What you have to do:
Copy out the material below word for word, but leave out the pictures.

Working data:
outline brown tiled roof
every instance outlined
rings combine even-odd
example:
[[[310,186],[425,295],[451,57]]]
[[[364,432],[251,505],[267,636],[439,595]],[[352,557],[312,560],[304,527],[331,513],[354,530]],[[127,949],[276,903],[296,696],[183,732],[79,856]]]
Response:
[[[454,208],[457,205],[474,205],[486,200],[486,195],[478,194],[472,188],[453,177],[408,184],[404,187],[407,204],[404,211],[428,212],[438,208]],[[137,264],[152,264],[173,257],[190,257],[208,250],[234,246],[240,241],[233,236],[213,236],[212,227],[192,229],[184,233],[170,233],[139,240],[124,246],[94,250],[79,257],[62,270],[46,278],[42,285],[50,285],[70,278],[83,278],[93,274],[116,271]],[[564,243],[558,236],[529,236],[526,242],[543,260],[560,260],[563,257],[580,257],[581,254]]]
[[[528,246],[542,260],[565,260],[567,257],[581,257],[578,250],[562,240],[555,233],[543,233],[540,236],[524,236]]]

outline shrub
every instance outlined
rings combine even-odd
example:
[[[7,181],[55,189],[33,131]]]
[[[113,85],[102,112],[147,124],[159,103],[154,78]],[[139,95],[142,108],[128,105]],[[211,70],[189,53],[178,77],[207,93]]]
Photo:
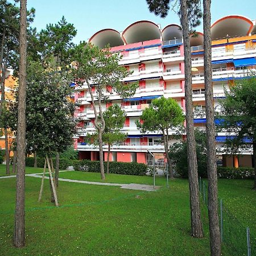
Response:
[[[218,176],[223,179],[253,179],[254,169],[253,168],[217,167]]]
[[[106,170],[107,162],[104,162],[104,169]],[[82,160],[73,161],[73,166],[75,171],[84,172],[100,172],[100,161]],[[109,162],[109,173],[126,174],[127,175],[144,175],[147,172],[147,167],[146,164],[120,162]]]
[[[44,168],[45,159],[43,158],[37,158],[37,166],[39,168]],[[56,162],[55,159],[53,159],[53,167],[55,168]],[[26,158],[26,166],[28,166],[29,167],[34,167],[34,158]],[[66,158],[60,158],[60,170],[66,170],[70,164],[69,159]]]
[[[198,129],[195,130],[196,137],[196,150],[197,160],[199,177],[207,177],[207,160],[206,154],[205,133]],[[188,144],[183,141],[175,143],[170,147],[169,155],[175,171],[175,176],[187,178],[188,174]]]

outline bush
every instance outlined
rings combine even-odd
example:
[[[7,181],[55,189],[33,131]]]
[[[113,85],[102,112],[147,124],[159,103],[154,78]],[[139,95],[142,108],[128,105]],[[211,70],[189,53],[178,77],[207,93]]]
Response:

Right answer:
outline brown tiled roof
every instance outlined
rings combine even-odd
example:
[[[310,186],[425,295],[451,57]]]
[[[364,432],[251,505],[267,636],[439,595]],[[352,557],[312,560],[304,527],[331,513],[354,530]],[[127,949],[276,903],[296,696],[183,732],[79,856]]]
Response:
[[[454,208],[457,205],[474,205],[486,200],[486,195],[478,194],[472,188],[453,177],[408,184],[404,187],[407,204],[404,211],[428,212],[438,208]],[[137,264],[152,264],[173,257],[190,257],[208,250],[234,246],[240,241],[233,236],[213,236],[212,227],[192,229],[184,233],[170,233],[139,240],[124,246],[94,250],[79,257],[62,270],[46,278],[42,285],[50,285],[70,278],[83,278],[93,274],[116,271]],[[564,243],[558,236],[529,236],[526,242],[543,260],[560,260],[563,257],[580,257],[581,254]]]
[[[528,246],[542,260],[565,260],[567,257],[581,257],[578,250],[562,240],[555,233],[543,233],[540,236],[524,236]]]

outline shrub
every instance outlined
rings combine even-odd
example:
[[[7,181],[55,189],[33,131]]]
[[[113,85],[102,112],[147,124],[159,103],[154,78]],[[139,95],[142,108],[128,105]],[[211,70],[189,53],[178,77],[207,93]]]
Photo:
Response:
[[[218,176],[223,179],[253,179],[254,169],[253,168],[217,167]]]
[[[106,170],[107,162],[104,162],[104,169]],[[82,160],[73,161],[73,166],[75,171],[84,172],[100,172],[100,161]],[[109,162],[109,173],[126,174],[127,175],[144,175],[147,172],[147,167],[146,164],[120,162]]]
[[[44,168],[45,159],[43,158],[37,158],[37,166],[39,168]],[[56,162],[55,159],[53,159],[53,167],[55,168]],[[26,158],[26,166],[28,166],[29,167],[34,167],[34,158]],[[66,158],[60,158],[60,170],[66,170],[70,164],[69,159]]]
[[[198,129],[195,130],[196,137],[196,150],[197,160],[199,177],[207,177],[207,160],[206,154],[205,133]],[[188,144],[183,141],[175,143],[170,147],[169,155],[175,171],[175,176],[187,178],[188,174]]]

outline bush
every instance outlined
rings combine even-odd
example:
[[[7,181],[55,189],[33,131]]]
[[[113,85],[102,112],[147,124],[159,103],[154,78]],[[139,95],[142,108],[128,105]],[[211,70],[189,53],[178,77],[207,93]]]
Response:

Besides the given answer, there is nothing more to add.